-- BEGIN Data provided --
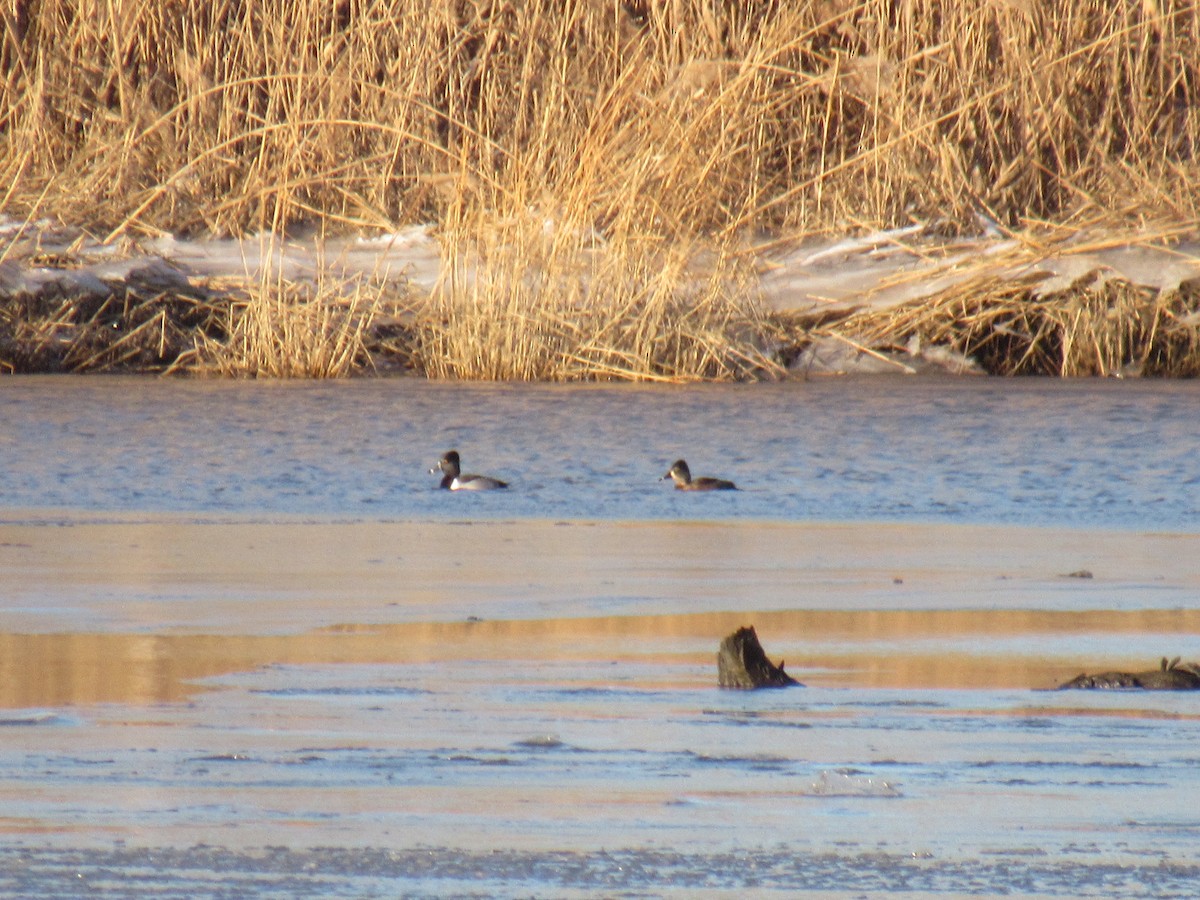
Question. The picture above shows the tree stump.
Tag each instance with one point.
(743, 664)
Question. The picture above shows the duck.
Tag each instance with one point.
(681, 474)
(454, 480)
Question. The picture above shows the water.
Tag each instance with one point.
(1093, 454)
(247, 649)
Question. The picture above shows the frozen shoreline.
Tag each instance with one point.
(816, 281)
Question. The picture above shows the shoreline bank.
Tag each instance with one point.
(887, 303)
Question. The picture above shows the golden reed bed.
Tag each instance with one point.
(605, 178)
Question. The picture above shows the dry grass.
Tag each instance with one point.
(659, 127)
(297, 330)
(529, 304)
(1101, 325)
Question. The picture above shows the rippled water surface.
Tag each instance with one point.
(249, 649)
(1093, 454)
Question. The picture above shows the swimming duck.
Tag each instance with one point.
(681, 474)
(454, 480)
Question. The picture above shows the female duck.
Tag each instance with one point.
(681, 474)
(454, 480)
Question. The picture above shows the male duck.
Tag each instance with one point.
(454, 480)
(681, 474)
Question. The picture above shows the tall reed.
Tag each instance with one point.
(658, 127)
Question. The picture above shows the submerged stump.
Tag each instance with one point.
(743, 664)
(1170, 676)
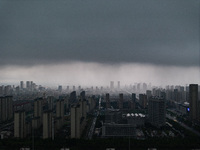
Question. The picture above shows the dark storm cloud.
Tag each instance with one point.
(141, 31)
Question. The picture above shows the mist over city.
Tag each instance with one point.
(99, 75)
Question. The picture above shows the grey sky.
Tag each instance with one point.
(162, 32)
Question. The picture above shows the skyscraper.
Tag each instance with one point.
(193, 99)
(107, 101)
(19, 124)
(21, 84)
(111, 85)
(156, 110)
(118, 85)
(75, 121)
(47, 124)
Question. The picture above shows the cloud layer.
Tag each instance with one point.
(147, 31)
(95, 74)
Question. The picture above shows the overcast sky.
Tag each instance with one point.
(135, 36)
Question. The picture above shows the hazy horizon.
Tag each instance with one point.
(91, 43)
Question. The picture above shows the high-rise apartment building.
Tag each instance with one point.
(6, 108)
(111, 85)
(47, 124)
(21, 84)
(19, 124)
(156, 111)
(37, 120)
(118, 85)
(193, 100)
(120, 102)
(75, 122)
(107, 100)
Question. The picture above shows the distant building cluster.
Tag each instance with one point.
(31, 110)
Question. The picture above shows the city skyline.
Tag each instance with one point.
(92, 43)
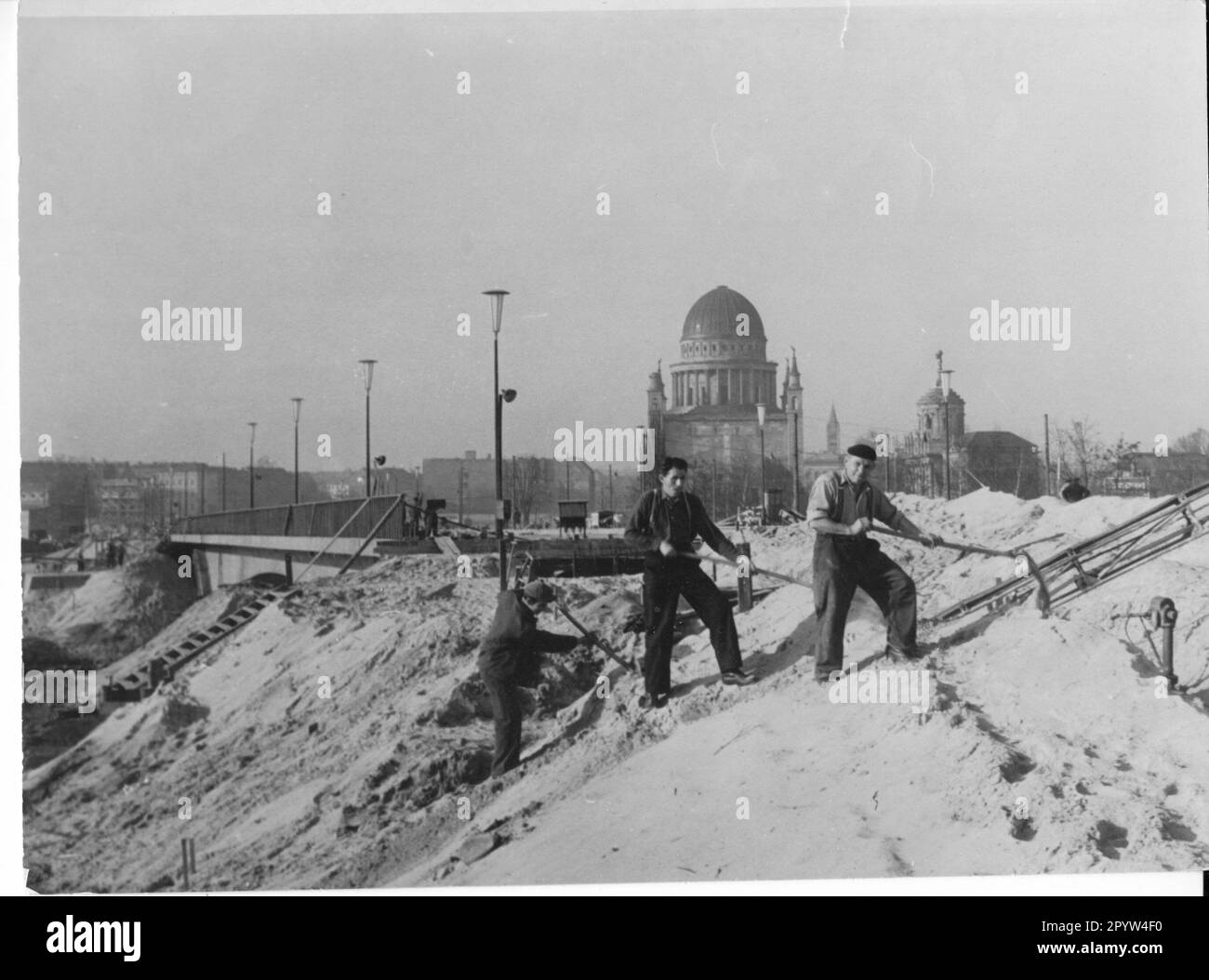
-- END Data provided --
What to do: Return each line of the records above that contains the string "cloud". Letter case matters.

Solution below:
Question. The picture above shows the dark storm cloud.
Question. The picture above shows the cloud layer.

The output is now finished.